(Saved entries)
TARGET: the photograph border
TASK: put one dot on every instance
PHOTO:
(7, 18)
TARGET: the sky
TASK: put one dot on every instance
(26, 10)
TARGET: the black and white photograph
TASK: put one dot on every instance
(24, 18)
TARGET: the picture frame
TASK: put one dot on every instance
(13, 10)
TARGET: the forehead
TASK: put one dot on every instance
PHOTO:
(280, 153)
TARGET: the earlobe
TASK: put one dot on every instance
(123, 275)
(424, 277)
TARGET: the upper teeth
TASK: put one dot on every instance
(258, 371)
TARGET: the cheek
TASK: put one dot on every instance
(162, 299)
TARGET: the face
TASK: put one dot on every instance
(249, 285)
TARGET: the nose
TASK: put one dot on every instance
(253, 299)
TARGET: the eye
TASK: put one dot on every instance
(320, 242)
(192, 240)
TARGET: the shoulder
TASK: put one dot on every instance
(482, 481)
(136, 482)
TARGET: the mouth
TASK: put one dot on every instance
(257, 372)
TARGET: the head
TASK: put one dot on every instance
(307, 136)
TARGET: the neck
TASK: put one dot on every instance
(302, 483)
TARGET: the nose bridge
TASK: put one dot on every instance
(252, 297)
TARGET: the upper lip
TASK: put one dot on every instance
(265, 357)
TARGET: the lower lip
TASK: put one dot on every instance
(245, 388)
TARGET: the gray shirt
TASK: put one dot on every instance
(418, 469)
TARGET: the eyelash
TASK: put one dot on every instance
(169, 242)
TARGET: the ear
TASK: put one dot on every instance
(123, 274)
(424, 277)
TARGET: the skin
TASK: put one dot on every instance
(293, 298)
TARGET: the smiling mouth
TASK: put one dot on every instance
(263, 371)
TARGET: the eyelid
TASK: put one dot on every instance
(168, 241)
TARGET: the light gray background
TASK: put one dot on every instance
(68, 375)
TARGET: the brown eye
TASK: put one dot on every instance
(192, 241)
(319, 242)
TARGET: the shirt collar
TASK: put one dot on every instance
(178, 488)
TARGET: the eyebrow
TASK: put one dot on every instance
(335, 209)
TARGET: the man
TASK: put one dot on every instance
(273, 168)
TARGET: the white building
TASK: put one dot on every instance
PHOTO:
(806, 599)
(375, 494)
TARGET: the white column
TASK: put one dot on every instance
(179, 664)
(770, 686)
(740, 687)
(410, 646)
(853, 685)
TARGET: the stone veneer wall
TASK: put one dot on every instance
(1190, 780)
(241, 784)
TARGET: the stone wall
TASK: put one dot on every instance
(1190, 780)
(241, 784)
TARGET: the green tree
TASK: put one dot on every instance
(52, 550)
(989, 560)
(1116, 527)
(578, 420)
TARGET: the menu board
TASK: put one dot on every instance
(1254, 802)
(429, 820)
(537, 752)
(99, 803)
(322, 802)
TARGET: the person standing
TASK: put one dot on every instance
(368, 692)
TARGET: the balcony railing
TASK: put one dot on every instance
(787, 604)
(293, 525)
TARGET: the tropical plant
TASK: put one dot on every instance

**Task to carry out:** Nothing should be dropped. Retype each line above as it is.

**Task result:**
TARGET: the photograph border
TASK: put one dot on every instance
PHOTO:
(7, 18)
TARGET: the sky
TASK: put one dot on every instance
(26, 10)
TARGET: the black and white photograph
TASK: put one dot on every instance
(24, 18)
TARGET: the picture frame
TASK: put one dot on every instance
(13, 10)
TARGET: the forehead
TASK: put one dot on every instance
PHOTO:
(280, 153)
TARGET: the earlobe
TASK: put one dot on every instance
(123, 275)
(424, 277)
TARGET: the upper teeth
TASK: put one dot on every instance
(258, 371)
TARGET: the cheek
TASK: put one dot on every instance
(162, 299)
TARGET: the face
TASK: put one dot on every instance
(249, 285)
TARGET: the nose
TASK: put one dot on every instance
(253, 299)
TARGET: the eye
TASK: put one dot on every instance
(320, 242)
(192, 240)
TARGET: the shoulder
TASK: put one dot on every instance
(482, 481)
(136, 482)
TARGET: the mouth
TASK: put one dot on every instance
(257, 372)
TARGET: the head
TASK: put one dot on every instance
(307, 136)
TARGET: the neck
TASK: put one dot on every instance
(302, 483)
TARGET: the nose bridge
TASK: put one dot on every instance
(252, 297)
TARGET: the upper lip
TASK: put one dot on every instance
(265, 357)
TARGET: the lower lip
TASK: put one dot on every instance
(245, 388)
TARGET: the gray shirt
TASK: put one dot on every instance
(418, 469)
TARGET: the eyelash
TASK: put one dot on every instance
(169, 242)
TARGET: the ear
TASK: put one dot on every instance
(123, 274)
(424, 277)
TARGET: the skin
TASK: put one dot on every instance
(293, 298)
TARGET: the smiling mouth
TASK: put one dot on every instance
(263, 371)
TARGET: the eyelid
TASK: put one dot on every instance
(168, 241)
TARGET: the light gray background
TASK: put one dot on every instance
(68, 375)
TARGET: the brown eye
TASK: put one dot on every instance
(192, 241)
(319, 242)
TARGET: the shirt collar
TASK: put one dot on every instance
(178, 488)
TARGET: the eyebrow
TASK: put one dot on every instance
(335, 209)
TARGET: the man
TASK: put one dot on every instance
(273, 168)
TARGET: the white building
TASK: put one dot on every instance
PHOTO:
(806, 599)
(375, 494)
TARGET: the white column
TASK: put one dot on every instance
(179, 664)
(770, 686)
(740, 687)
(410, 646)
(853, 685)
TARGET: the stone veneer wall
TASK: put one dot on every instance
(1190, 780)
(241, 784)
TARGET: the stone wall
TASK: put one dot on every instance
(1190, 780)
(241, 784)
TARGET: the green tree
TASK: put one dot on every instance
(52, 550)
(989, 560)
(1116, 527)
(578, 420)
TARGET: the menu board
TASK: put one dot on every instance
(1254, 802)
(429, 820)
(537, 752)
(99, 803)
(322, 802)
TARGET: the person standing
TASK: put one dot on every instance
(368, 692)
TARGET: the balcony railing
TASK: put one dot on every instance
(787, 604)
(293, 525)
TARGET: the tropical plant
TASK: put one dot on every instance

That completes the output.